== Passage ==
================

Wrong. Philip was a moderniser; a patriarch of a dynasty that has lasted, almost interrupted, for a thousand years. He understood – perhaps instinctively, perhaps by a study of history, perhaps by acute observation of the world around him – that the House of Windsor and its predecessors had only lasted for as long as they had by retaining public support. And that meant adapting and evolving in line with what the public wanted, and to changes in society, and by exploiting the new technologies of whatever time it found itself in. After all, the “House of Windsor” itself was what we might now understand to be a cynical marketing exercise, a “rebranding” in 1917 of the House of Saxe-Coburg-Gotha, in response to virulent anti-German feelings during the Great War. (For the same reason the family of Philip’s uncle, Louis Mountbatten, had changed their surname from Battenberg). This understanding of the changing role and image of the monarchy was one that he shared with his wife, but perhaps not always with the courtiers that surrounded them.

As chair of “The Firm”, Philip inserted himself into all the debates about the role of exciting emerging technologies in the 1950s and 1960s; more delicately into the arguments about modernising British industry, and the role of management and unions; and of course was a pioneering voice in the field of conservation, and the then new World Wildlife Fund. The Duke of Edinburgh Award was at least novel, and seems to have been surprisingly popular and durable – and has also evolved, having been launched as a scheme “for boys”.

As the Commonwealth nations gained their independence from Britain, he welcomed them, just as his wife did, into a post-imperial, post-white-supremacist, multiracial and multicultural community of equals. The jokes in poor taste ought not to obscure that fact. He didn’t mind being worshipped as a living god – “Man Belong Mrs Queen” – by the people of Tanna in the South Pacific, though it wasn’t exactly a “modernising” moment for him. Philip was the first royal to agree to a television interview, back in 1961, and was behind the groundbreaking “behind the scenes” documentary Royal Family in 1969. Sensational at the time as a first glimpse into the domestic life of the Queen and her family, it marked a revolution in the way the palace viewed the media. Subsequent relations were not to be so well-managed.

================

== Data segment ==

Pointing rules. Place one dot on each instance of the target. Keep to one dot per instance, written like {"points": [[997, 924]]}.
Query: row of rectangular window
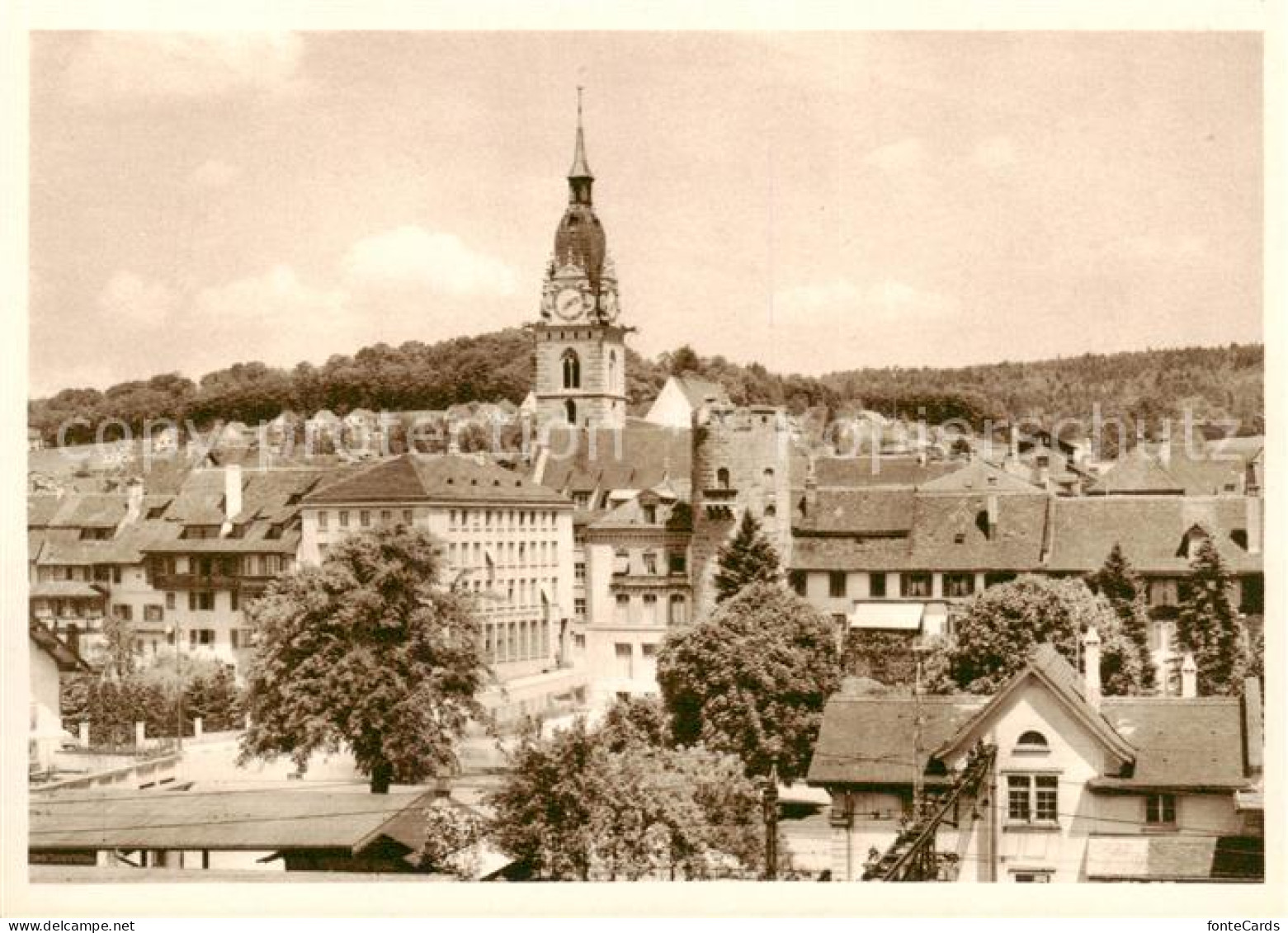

================

== What to do ==
Continue the passage about Prince Philip as a modernizer of the monarchy, starting after its last sentence.

== Reply to the task ==
Which brings us to Harry and Meghan, and how badly things have developed between them and the British press. Now there is a relationship that could do with some modernisation. Their wish to have a portion of their lives that can be called “private” is probably the only way that a healthy dynamic between the press and the monarchy can be managed. Otherwise we see what we have seen for some decades past: an endless war of attrition, between predatory journalists who believe that anyone in public life is “fair game” and the prey themselves, who, in Meghan and Harry’s case, have had to travel halfway round the world to escape with their sanity. It’s inherently unhealthy and unstable for all concerned.

Philip was hardly “woke”, and who knows what antediluvian views he might have privately harboured, but there’s every reason to think that he and the Queen welcomed Meghan into The Firm as a figure who would change the image of the monarchy – and, yes, make it more diverse. If the House of Windsor wants to keep its leading role in the life of the nation and of the Commonwealth, then it cannot continue to be “hideously white”, to borrow a phrase. A thoughtful man who devoted his life to serving the institution, himself a migrant and a refugee (albeit a rich one), Philip well understood how Britain was changing. He might not have been woke, but neither was he asleep.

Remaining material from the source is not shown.